◆ Exercise goal
Below are the entries; output exactly the lines from the one containing "Tag the leather" through the final line, inclusive.

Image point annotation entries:
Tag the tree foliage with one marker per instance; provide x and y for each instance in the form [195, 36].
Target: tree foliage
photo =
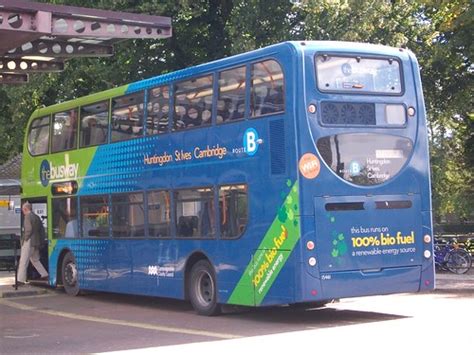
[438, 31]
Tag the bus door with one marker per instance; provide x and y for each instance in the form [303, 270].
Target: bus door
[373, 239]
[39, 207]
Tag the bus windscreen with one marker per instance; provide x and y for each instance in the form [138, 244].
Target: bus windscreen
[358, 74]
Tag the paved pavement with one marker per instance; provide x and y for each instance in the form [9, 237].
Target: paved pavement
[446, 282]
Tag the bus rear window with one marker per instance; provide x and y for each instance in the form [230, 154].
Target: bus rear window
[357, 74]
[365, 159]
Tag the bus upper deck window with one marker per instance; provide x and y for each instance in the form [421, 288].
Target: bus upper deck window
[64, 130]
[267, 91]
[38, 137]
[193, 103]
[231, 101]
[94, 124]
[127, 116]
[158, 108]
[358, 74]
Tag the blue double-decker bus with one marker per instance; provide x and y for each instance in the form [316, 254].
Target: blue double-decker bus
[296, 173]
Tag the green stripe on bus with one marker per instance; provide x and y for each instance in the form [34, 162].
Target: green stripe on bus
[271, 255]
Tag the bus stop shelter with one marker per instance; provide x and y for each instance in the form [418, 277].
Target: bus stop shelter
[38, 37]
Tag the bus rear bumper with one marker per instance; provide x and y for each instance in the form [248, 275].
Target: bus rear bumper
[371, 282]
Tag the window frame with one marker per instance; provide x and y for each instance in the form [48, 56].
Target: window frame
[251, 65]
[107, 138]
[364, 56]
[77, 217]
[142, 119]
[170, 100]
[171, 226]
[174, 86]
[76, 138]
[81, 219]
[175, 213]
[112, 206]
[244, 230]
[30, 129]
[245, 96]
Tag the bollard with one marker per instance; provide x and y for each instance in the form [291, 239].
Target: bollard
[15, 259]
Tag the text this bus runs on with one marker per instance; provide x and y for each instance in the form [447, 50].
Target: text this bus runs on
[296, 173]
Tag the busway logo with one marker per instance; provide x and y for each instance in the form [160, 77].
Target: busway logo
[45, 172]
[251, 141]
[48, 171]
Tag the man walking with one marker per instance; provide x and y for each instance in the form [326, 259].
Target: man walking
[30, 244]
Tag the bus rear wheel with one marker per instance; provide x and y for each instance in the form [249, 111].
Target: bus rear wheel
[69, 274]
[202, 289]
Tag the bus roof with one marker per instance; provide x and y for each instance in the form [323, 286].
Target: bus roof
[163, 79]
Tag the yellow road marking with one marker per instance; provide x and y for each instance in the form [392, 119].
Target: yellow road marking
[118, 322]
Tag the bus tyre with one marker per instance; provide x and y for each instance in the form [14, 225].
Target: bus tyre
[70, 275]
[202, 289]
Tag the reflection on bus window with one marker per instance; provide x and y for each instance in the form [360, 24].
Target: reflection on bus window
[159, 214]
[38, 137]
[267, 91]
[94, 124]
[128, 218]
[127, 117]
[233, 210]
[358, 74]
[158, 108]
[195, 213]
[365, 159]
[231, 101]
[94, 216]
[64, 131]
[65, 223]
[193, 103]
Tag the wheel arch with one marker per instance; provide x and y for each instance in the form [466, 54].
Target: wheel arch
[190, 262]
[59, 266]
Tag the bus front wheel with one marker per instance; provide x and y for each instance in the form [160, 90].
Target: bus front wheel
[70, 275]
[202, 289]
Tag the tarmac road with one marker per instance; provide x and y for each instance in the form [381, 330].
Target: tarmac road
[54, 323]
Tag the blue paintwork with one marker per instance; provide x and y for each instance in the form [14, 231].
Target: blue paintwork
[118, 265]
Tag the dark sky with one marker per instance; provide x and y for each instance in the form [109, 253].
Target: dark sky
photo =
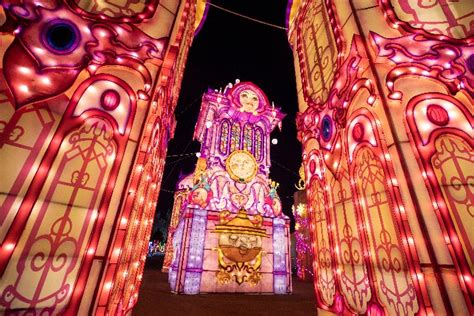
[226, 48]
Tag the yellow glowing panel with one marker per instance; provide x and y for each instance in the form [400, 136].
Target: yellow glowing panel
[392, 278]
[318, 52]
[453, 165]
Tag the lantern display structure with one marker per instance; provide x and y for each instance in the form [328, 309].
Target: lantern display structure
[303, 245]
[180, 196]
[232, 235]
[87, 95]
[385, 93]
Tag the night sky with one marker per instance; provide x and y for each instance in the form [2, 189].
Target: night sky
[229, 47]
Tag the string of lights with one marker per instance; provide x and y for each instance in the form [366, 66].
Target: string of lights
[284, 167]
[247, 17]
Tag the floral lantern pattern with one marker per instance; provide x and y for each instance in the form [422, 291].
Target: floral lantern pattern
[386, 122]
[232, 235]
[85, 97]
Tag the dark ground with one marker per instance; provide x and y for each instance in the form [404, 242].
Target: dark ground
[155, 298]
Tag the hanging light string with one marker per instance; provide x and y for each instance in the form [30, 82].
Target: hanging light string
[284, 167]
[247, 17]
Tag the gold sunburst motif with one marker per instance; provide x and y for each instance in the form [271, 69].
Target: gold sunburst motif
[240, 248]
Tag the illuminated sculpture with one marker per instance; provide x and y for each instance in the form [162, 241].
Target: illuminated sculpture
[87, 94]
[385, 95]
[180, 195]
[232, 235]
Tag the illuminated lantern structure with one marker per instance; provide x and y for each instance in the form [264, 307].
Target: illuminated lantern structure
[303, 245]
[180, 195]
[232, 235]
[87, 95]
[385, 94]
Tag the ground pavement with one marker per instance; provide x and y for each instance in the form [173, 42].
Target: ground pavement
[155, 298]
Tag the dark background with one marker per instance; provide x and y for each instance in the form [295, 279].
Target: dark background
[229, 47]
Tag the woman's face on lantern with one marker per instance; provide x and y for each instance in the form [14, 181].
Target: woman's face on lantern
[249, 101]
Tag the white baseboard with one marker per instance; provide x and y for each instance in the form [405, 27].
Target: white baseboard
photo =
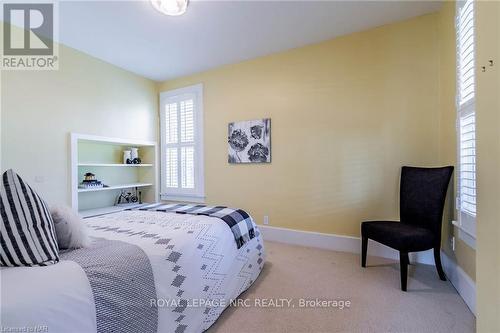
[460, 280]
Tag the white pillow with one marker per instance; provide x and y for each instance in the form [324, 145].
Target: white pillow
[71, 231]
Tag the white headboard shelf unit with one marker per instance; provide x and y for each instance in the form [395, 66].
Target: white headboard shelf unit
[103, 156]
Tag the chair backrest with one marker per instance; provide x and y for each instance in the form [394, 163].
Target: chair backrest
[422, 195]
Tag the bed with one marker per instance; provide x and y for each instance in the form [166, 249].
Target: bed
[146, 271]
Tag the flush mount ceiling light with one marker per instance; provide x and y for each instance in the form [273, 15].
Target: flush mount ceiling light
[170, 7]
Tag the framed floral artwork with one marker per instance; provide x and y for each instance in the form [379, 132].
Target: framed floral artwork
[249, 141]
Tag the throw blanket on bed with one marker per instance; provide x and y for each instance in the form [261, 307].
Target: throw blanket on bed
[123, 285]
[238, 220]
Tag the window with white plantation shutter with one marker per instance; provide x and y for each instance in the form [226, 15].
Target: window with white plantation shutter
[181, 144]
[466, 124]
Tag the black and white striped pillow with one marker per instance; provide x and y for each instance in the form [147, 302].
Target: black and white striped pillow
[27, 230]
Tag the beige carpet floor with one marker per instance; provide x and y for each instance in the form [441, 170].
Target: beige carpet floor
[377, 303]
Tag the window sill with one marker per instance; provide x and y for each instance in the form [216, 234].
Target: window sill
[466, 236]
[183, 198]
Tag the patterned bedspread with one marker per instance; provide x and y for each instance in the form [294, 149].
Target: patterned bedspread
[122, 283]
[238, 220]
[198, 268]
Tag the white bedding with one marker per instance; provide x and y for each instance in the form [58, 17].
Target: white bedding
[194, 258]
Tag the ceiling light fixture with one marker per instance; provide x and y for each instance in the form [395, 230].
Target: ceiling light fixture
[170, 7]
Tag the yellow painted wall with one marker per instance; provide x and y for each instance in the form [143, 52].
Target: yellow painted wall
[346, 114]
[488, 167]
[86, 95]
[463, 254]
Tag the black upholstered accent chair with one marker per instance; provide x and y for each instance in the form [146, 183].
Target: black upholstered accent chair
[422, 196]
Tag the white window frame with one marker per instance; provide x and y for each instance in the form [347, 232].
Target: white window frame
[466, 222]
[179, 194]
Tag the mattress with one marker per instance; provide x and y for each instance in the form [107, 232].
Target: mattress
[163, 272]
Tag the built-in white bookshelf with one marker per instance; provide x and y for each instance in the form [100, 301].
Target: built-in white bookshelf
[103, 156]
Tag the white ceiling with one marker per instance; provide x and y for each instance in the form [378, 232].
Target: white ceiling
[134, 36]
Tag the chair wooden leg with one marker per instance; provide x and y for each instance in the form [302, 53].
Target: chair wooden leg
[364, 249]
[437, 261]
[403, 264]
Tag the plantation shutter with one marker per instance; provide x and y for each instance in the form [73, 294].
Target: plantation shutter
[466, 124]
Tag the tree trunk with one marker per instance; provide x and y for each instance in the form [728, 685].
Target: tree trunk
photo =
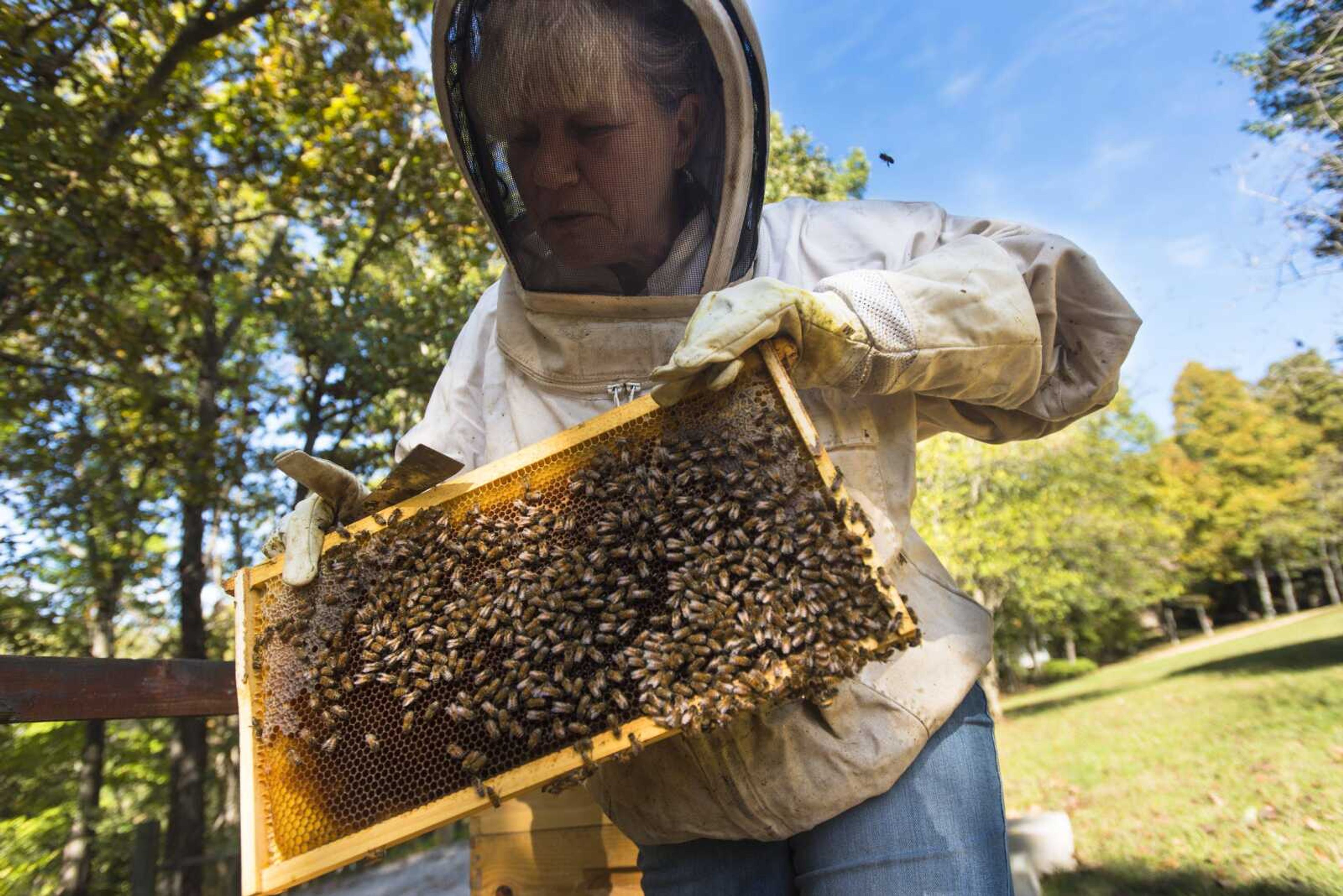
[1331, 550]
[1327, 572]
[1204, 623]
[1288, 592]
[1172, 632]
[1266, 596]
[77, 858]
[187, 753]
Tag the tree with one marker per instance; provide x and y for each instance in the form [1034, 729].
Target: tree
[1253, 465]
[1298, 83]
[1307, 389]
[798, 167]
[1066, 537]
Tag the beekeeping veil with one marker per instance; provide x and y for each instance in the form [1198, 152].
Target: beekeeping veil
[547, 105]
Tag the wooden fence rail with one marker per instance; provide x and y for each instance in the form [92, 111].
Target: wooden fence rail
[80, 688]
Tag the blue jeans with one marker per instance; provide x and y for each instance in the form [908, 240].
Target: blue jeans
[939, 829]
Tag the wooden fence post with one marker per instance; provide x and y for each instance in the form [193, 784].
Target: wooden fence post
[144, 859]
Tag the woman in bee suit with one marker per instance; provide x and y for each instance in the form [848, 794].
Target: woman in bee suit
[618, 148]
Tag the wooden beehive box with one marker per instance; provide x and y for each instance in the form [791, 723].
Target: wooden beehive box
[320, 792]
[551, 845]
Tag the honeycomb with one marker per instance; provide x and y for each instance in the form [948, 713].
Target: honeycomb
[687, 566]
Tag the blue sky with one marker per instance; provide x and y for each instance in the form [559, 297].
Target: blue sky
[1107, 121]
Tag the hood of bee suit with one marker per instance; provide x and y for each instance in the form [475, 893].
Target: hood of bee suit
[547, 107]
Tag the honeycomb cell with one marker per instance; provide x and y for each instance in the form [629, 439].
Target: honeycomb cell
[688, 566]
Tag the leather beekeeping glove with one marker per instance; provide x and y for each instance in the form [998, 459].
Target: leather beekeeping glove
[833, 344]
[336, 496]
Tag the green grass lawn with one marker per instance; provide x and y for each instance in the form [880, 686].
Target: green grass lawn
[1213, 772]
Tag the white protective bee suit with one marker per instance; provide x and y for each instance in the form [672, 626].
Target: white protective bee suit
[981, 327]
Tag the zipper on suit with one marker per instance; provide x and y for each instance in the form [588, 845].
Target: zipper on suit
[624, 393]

◆ Answer to the exercise
Tag the leather beekeeping glove with one marker per instance; provide x and y for each instance in the form [998, 459].
Target: leather beekeeping glove
[833, 344]
[336, 496]
Tag the green grass lawn with one marker per instance; provide x and y for each instance in the form [880, 686].
Target: green grass lawn
[1213, 772]
Tag the white protective bee suit with one marker per instance; provide x and y for each instance in the form [672, 626].
Target: white protective bee suit
[981, 327]
Tag the zipper on suit with one marker per instance; provide x and y for each instance in the form [588, 845].
Target: zipper on suit
[624, 393]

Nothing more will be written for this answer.